------ 原文節錄 ------

段落功能概念定義——從數學基礎出發定義全摺積網路。

邏輯角色此段為全文的理論基石：全連接層到摺積層的轉換是一個看似簡單卻影響深遠的洞見，它使得任意大小的輸入成為可能，從根本上改變了密集預測的範式。

論證技巧 / 潛在漏洞以教科書式的嚴謹定義建立概念基礎，使讀者清楚理解 FCN 的數學意義。將現有分類網路直接轉換為 FCN 的策略，巧妙地利用了已有的預訓練權重。

3.2 Upsampling and Skip Connections — 上取樣與跳躍連接

The output of the fully convolutional classification network is a coarse map at 1/32 of the input resolution. While this captures high-level semantic information, it lacks fine spatial detail. To address this, we use backwards convolution (deconvolution) with learned filters for upsampling. More importantly, we introduce skip connections that combine predictions from the final layer with those from earlier, finer layers. Our FCN-32s uses only the final prediction layer; FCN-16s fuses predictions from the final and pool4 layer; FCN-8s further adds the pool3 layer. This skip architecture yields a nonlinear feature hierarchy that combines deep, coarse, semantic information with shallow, fine, appearance information for progressively finer predictions.

------ 資料條目 ------

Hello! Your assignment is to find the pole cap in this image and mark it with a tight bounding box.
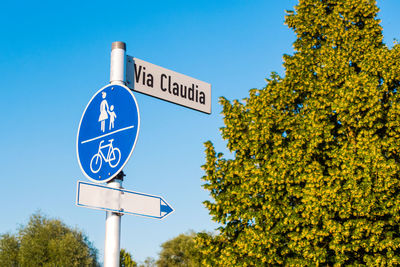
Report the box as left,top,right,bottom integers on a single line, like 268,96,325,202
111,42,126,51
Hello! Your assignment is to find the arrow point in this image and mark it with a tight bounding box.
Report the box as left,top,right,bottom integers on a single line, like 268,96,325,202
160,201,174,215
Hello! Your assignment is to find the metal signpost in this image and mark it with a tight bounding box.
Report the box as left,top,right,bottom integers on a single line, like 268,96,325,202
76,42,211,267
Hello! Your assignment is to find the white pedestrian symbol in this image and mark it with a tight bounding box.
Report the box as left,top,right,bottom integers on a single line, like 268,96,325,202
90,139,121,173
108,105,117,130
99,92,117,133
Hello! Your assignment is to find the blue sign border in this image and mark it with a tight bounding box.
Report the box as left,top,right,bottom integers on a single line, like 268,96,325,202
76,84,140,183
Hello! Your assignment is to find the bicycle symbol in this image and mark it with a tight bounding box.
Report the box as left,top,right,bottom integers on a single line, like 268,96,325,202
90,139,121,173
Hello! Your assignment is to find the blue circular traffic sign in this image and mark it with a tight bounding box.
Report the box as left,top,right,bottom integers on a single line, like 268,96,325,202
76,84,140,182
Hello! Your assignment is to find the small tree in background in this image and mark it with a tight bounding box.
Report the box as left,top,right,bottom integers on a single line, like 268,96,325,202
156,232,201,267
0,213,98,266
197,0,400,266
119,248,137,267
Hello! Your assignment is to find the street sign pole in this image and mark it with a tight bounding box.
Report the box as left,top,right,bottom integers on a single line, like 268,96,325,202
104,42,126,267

------

### 你的任務:
1: 根據關於全摺積網路的原文節錄，FCN-16s 融合了哪兩層的預測？
2: 請從關於全摺積網路的原文節錄最後一句之後，接著寫出下一部分。

### 各題解答:
1: FCN-16s 融合了最終層與 pool4 層的預測。

2:
全摺積分類網路的輸出是輸入解析度 1/32 的粗略對應圖。雖然這捕捉了高階語義資訊，但缺乏精細的空間細節。為解決此問題，我們使用具有學習濾波器的反向摺積（反摺積）進行上取樣。更重要的是，我們引入跳躍連接，將最終層的預測與較早、較精細層的預測結合。我們的 FCN-32s 僅使用最終預測層；FCN-16s 融合最終層與 pool4 層的預測；FCN-8s 進一步加入 pool3 層。此跳躍架構產生了一個非線性特徵階層結構，結合了深層粗略的語義資訊與淺層精細的外觀資訊，以實現逐步精化的預測。

段落功能核心創新——詳述跳躍連接如何彌補全摺積網路的空間精度不足。

邏輯角色此段解決了全摺積化帶來的副作用（解析度降低），透過 FCN-32s -> FCN-16s -> FCN-8s 的漸進式改良，展現跳躍連接的累積效益。

論證技巧 / 潛在漏洞三個變體的遞進展示（32s, 16s, 8s）是優秀的消融研究設計。然而，即使是 FCN-8s 的輸出仍不夠精細，後來的 U-Net 與 DeepLab 證明更密集的跳躍連接能顯著提升邊界品質。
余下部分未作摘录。